Recorded data:
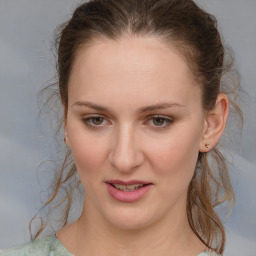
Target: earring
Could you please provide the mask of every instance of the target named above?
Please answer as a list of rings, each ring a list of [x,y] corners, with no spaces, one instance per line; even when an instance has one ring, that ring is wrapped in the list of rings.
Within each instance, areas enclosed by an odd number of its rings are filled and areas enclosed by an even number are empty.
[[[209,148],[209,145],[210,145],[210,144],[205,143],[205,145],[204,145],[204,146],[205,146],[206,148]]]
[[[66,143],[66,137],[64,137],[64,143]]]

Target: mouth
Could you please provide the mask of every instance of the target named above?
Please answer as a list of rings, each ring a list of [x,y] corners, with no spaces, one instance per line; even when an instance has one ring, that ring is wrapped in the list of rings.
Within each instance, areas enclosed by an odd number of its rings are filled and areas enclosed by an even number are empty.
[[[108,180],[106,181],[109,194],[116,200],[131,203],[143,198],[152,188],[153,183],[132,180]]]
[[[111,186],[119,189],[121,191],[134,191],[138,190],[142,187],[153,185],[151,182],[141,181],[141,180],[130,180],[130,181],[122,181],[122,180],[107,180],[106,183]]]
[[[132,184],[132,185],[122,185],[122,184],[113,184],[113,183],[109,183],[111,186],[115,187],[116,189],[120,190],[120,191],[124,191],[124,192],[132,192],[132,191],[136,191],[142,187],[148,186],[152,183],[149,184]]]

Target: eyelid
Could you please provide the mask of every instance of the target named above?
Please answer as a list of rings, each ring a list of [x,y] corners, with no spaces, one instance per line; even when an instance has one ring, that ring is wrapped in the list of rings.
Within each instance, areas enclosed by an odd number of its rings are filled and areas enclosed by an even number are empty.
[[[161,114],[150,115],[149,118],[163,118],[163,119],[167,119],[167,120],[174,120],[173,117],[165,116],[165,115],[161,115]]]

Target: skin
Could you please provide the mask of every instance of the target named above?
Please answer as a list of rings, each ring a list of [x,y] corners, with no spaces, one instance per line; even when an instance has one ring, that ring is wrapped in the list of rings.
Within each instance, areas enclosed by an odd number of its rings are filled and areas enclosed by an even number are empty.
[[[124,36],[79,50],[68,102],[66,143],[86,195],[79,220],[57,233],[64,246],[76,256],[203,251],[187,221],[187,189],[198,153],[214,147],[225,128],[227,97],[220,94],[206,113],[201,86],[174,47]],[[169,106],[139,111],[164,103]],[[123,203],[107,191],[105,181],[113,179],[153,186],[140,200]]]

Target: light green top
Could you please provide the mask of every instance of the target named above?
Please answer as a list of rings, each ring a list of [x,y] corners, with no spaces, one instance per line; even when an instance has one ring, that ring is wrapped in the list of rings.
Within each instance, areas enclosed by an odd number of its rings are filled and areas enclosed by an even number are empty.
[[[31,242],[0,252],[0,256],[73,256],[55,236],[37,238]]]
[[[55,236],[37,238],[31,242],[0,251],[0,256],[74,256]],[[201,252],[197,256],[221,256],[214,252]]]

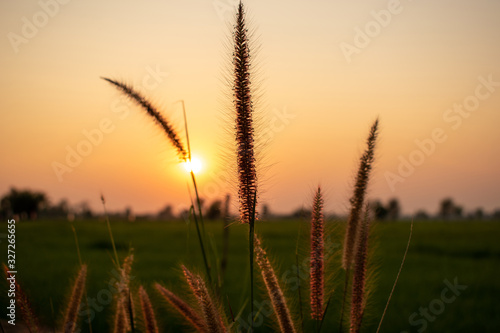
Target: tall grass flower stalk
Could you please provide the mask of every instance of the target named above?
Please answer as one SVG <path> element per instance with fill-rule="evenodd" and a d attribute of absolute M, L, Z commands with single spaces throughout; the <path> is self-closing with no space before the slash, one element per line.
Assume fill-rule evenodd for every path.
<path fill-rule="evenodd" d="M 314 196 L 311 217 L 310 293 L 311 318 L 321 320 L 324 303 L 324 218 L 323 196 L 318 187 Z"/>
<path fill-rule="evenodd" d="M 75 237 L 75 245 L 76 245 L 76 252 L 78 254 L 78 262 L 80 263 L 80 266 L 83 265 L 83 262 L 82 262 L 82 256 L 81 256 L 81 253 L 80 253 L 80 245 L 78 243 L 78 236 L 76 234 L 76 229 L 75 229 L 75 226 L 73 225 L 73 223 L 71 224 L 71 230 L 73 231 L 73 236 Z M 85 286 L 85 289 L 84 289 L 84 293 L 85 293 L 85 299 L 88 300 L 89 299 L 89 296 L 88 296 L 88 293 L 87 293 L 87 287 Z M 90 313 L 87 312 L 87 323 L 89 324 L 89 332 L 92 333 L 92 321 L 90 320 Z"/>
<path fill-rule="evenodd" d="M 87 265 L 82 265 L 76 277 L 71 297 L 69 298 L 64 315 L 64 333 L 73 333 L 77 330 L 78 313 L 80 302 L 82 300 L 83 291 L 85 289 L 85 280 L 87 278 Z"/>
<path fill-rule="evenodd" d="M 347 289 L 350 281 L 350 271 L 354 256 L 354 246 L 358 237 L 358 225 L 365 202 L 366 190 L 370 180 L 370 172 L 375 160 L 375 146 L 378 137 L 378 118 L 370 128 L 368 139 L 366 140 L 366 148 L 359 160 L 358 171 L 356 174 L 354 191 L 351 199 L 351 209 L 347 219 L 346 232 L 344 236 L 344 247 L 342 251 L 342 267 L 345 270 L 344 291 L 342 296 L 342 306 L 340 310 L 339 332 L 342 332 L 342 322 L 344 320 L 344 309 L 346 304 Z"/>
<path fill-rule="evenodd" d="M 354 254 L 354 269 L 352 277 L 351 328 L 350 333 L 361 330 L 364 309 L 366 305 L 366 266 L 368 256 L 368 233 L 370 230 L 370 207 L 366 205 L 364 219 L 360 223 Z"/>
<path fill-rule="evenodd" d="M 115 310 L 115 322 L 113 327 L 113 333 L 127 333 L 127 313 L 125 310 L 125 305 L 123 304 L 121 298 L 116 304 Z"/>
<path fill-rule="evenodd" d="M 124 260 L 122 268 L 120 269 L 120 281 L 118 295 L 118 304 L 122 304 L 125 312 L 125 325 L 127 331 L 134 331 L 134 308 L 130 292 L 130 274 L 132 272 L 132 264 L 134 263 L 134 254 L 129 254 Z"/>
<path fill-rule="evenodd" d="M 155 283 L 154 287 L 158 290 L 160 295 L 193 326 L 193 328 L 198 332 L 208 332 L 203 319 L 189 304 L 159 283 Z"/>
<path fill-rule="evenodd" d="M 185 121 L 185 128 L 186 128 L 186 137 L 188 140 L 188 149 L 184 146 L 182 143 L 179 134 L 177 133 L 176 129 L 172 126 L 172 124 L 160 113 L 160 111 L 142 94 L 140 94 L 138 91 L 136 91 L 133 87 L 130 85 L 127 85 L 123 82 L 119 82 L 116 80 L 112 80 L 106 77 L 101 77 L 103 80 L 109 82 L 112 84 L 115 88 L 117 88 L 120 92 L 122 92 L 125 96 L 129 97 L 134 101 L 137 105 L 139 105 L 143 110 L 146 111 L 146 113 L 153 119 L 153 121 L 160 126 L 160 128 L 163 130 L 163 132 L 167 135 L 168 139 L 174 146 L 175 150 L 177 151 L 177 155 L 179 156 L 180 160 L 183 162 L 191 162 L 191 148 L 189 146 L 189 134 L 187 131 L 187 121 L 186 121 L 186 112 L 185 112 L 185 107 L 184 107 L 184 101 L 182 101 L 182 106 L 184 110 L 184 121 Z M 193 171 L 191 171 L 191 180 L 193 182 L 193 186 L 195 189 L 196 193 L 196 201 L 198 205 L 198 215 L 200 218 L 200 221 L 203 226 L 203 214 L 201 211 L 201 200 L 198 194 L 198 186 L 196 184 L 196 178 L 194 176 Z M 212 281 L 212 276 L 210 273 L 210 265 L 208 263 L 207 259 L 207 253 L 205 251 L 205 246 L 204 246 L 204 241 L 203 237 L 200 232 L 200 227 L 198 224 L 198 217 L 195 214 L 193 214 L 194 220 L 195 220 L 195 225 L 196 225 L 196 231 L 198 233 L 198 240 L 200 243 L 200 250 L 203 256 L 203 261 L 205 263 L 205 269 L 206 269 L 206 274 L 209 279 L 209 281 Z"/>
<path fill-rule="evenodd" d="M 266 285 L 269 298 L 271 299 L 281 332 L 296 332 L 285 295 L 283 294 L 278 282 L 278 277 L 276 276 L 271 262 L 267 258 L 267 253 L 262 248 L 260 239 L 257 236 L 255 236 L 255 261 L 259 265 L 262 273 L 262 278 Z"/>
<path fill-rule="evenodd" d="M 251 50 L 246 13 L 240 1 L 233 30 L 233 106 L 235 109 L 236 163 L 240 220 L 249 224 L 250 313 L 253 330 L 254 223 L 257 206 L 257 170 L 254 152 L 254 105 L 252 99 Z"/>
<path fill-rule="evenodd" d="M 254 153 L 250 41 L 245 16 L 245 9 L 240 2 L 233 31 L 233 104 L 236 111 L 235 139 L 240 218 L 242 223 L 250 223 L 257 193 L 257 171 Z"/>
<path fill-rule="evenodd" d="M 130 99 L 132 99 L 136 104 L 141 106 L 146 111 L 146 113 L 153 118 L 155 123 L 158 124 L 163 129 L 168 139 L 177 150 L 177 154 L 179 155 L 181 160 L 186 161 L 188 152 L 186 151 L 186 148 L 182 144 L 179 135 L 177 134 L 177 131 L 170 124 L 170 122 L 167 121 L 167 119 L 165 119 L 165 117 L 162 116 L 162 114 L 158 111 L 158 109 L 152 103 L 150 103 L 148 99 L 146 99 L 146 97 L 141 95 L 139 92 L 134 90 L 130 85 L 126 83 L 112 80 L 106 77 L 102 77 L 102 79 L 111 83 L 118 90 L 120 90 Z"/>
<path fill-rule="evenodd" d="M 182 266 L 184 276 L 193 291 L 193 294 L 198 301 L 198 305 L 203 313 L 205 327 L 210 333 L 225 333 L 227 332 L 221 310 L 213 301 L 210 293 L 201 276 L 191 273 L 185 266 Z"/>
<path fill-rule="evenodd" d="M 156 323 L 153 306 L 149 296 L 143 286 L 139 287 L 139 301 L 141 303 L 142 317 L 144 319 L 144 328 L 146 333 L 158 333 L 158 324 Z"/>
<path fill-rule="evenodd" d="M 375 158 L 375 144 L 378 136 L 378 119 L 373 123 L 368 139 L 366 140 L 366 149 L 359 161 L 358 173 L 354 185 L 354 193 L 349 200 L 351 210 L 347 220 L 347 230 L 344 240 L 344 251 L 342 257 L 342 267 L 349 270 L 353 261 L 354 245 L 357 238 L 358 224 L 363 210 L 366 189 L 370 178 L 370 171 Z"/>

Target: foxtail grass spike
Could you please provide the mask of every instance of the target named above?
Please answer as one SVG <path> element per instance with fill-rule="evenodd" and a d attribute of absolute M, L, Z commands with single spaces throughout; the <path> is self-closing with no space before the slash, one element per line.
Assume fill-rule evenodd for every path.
---
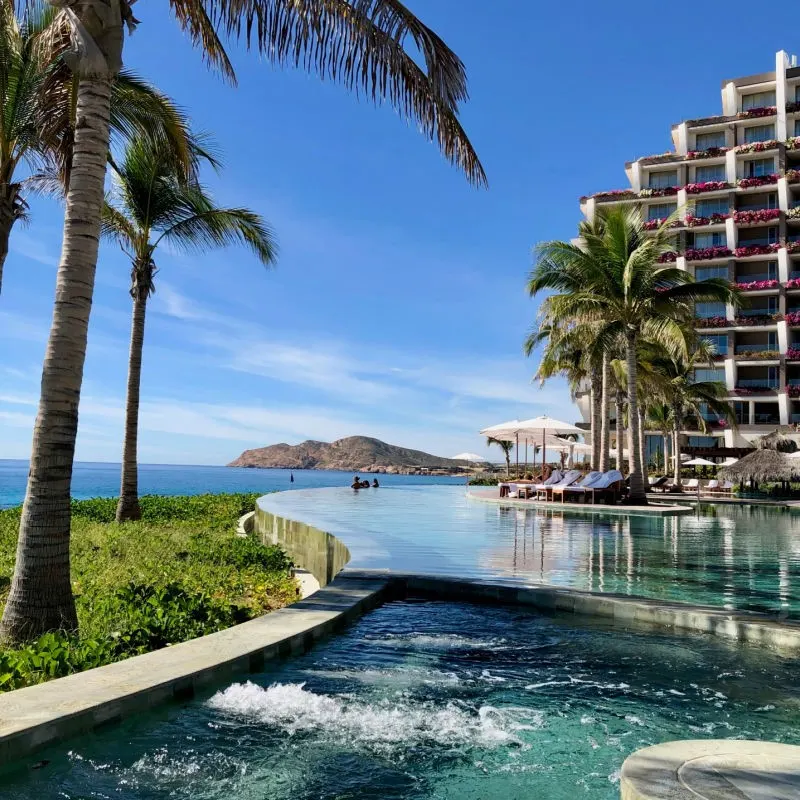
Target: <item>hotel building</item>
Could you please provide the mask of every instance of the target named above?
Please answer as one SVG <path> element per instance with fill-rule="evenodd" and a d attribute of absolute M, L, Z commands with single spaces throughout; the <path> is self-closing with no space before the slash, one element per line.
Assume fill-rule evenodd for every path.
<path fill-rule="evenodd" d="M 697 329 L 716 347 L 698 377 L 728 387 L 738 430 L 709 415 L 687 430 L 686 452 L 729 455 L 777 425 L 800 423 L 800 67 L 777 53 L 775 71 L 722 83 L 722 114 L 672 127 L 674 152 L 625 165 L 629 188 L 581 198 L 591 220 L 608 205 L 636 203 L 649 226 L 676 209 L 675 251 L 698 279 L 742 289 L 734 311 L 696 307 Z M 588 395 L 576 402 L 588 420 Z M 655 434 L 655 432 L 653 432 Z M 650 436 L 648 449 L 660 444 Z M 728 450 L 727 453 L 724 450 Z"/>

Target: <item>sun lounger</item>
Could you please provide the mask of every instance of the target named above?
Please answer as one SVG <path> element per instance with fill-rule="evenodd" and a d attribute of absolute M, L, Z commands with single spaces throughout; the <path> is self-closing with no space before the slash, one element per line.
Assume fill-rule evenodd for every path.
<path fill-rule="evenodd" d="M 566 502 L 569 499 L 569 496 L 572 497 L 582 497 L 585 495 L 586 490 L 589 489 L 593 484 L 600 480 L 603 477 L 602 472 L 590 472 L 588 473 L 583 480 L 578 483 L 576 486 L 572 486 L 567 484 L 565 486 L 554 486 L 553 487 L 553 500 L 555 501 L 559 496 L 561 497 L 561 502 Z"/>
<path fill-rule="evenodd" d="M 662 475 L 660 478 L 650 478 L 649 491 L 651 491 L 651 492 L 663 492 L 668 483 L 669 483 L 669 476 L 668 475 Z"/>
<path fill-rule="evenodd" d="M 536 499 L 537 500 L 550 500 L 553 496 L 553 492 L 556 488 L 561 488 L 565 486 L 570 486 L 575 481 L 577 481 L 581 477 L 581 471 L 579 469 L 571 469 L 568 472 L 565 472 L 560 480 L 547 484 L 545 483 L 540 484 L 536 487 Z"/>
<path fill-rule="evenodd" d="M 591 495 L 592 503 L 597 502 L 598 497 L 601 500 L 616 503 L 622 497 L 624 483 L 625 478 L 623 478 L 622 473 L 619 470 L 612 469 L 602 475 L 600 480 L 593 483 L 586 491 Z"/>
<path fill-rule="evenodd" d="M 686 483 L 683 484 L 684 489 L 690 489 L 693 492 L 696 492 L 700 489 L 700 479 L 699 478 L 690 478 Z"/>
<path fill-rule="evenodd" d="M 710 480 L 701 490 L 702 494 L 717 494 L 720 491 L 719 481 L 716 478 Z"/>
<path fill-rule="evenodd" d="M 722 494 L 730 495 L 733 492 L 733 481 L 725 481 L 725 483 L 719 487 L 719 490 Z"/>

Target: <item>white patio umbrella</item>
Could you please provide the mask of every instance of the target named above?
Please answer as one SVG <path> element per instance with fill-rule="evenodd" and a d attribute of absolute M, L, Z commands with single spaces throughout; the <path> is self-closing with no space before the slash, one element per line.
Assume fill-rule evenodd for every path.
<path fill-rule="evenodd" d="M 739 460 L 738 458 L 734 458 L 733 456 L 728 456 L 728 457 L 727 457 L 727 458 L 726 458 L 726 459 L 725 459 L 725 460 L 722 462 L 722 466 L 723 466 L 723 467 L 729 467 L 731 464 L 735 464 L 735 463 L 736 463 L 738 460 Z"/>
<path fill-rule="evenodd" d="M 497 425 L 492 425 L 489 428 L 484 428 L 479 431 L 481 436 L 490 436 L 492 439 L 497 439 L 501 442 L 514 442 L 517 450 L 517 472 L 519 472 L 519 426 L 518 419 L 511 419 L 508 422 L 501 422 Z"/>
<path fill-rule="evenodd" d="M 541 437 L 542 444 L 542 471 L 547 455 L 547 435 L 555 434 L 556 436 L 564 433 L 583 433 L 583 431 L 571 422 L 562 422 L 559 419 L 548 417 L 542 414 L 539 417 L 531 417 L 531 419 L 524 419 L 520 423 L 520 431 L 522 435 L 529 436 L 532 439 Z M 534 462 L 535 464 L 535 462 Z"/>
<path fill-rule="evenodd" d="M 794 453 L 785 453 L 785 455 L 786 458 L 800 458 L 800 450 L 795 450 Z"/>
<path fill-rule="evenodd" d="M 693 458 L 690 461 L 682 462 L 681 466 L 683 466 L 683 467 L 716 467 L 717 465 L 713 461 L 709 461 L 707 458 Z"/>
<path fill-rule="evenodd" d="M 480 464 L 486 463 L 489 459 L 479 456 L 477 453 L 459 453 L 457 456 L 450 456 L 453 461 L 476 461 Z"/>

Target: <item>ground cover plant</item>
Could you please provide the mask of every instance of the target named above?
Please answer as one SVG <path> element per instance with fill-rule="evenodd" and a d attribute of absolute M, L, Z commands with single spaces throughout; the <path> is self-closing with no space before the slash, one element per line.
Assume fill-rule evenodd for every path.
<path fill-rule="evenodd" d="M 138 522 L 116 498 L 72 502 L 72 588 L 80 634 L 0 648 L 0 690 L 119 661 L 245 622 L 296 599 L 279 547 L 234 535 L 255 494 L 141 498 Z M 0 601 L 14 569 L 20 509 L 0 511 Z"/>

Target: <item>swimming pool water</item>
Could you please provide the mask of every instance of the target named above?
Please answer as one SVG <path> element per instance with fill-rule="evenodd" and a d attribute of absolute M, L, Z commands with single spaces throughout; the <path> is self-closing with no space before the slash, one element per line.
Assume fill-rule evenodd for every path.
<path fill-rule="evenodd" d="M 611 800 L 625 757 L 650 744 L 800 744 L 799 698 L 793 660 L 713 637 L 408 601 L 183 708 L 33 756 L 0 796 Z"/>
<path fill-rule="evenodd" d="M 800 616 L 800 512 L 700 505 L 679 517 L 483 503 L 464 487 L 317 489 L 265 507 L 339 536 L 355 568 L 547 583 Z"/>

-- WHAT THE TASK REQUIRES --
Which lines above hold the word "item"? Copy each of them.

-- SOLUTION --
Target: <item>hotel building</item>
Target: <item>sun lounger</item>
Target: <item>white patio umbrella</item>
Target: <item>ground cover plant</item>
Target: <item>swimming pool water</item>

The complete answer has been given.